=== Begin Enclosure ===

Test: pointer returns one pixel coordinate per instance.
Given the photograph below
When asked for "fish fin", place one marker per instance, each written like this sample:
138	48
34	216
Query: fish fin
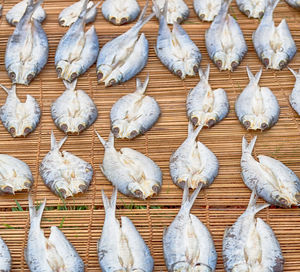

=== End Enclosure ===

Requirement - Every line above that has the string "instance" needs to be copied.

Exercise response -
Test: pointer returns one pixel coordinate per instance.
When asked for "fish fin", place one marker per instance, each written like this sample:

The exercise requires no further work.